Data supplied
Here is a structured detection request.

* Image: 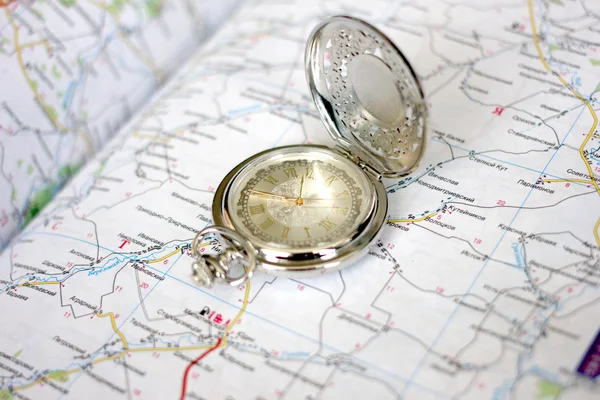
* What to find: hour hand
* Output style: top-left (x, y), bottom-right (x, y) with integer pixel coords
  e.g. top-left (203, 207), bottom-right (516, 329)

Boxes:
top-left (248, 189), bottom-right (296, 200)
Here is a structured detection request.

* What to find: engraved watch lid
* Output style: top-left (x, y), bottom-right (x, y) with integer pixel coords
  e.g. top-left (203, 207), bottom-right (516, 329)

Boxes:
top-left (305, 16), bottom-right (427, 178)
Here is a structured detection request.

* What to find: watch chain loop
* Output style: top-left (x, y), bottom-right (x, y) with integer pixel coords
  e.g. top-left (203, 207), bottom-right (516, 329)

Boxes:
top-left (192, 225), bottom-right (256, 287)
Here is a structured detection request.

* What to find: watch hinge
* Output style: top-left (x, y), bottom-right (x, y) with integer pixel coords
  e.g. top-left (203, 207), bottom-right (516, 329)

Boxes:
top-left (347, 153), bottom-right (382, 181)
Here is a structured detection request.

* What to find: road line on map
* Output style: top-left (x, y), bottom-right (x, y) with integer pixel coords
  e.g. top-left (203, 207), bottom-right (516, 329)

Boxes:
top-left (527, 0), bottom-right (600, 246)
top-left (179, 282), bottom-right (250, 400)
top-left (98, 312), bottom-right (129, 351)
top-left (388, 211), bottom-right (440, 223)
top-left (4, 7), bottom-right (94, 153)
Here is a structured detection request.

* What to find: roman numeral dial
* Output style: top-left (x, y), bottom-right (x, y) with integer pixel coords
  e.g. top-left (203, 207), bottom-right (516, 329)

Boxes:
top-left (231, 152), bottom-right (371, 249)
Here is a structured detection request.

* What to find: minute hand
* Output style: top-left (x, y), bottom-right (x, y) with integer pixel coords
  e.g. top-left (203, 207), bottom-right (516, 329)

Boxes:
top-left (248, 189), bottom-right (296, 200)
top-left (304, 197), bottom-right (350, 201)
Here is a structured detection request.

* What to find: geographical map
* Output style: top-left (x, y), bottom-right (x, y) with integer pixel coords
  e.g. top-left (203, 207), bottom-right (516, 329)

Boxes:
top-left (0, 0), bottom-right (239, 250)
top-left (0, 0), bottom-right (600, 400)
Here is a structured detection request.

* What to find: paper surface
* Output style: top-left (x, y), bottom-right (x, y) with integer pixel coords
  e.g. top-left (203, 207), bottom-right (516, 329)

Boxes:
top-left (0, 0), bottom-right (241, 250)
top-left (0, 0), bottom-right (600, 399)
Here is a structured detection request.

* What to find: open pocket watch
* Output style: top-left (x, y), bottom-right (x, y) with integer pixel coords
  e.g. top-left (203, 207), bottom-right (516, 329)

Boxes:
top-left (192, 16), bottom-right (427, 286)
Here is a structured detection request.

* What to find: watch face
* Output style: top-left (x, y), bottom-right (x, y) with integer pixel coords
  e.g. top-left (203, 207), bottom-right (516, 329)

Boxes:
top-left (228, 146), bottom-right (374, 252)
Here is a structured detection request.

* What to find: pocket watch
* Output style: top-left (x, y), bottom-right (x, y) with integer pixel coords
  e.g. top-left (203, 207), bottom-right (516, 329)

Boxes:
top-left (192, 16), bottom-right (427, 287)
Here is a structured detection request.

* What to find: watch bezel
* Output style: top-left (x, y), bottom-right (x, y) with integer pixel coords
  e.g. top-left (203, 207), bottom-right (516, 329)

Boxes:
top-left (212, 145), bottom-right (388, 276)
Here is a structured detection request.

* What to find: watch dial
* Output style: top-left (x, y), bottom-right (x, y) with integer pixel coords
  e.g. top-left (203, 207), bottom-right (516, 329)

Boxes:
top-left (229, 147), bottom-right (373, 250)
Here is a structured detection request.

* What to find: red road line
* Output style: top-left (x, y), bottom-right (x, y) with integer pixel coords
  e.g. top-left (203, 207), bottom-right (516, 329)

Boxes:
top-left (182, 338), bottom-right (223, 400)
top-left (0, 0), bottom-right (17, 7)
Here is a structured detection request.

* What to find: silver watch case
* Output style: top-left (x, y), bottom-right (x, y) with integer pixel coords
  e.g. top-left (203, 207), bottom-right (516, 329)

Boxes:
top-left (213, 16), bottom-right (427, 277)
top-left (212, 145), bottom-right (387, 277)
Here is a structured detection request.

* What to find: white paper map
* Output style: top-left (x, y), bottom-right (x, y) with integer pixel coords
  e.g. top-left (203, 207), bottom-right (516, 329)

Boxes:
top-left (0, 0), bottom-right (600, 400)
top-left (0, 0), bottom-right (239, 250)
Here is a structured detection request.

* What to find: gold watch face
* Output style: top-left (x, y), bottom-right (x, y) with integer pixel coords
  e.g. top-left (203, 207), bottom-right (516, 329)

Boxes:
top-left (228, 148), bottom-right (374, 251)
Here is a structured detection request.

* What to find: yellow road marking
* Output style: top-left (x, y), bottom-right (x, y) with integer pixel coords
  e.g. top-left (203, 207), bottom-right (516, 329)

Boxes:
top-left (13, 244), bottom-right (250, 390)
top-left (98, 312), bottom-right (129, 351)
top-left (527, 0), bottom-right (600, 246)
top-left (4, 7), bottom-right (94, 153)
top-left (544, 179), bottom-right (592, 185)
top-left (388, 211), bottom-right (439, 223)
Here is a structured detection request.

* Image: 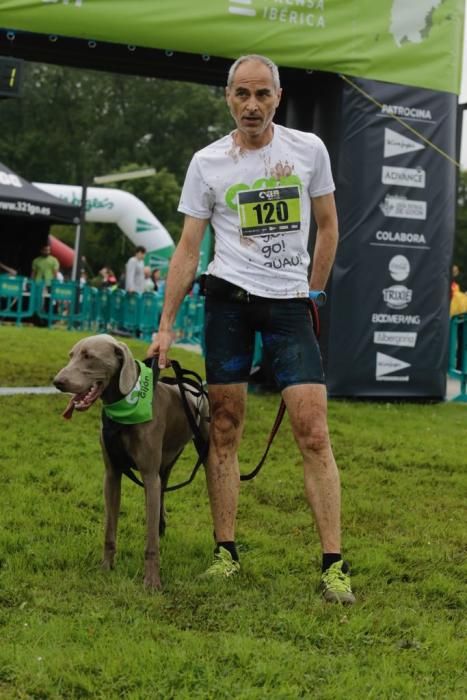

Exercise goal
Report every line above that contains the word "paper".

Exercise response
* What to find: paper surface
* What to find: white paper map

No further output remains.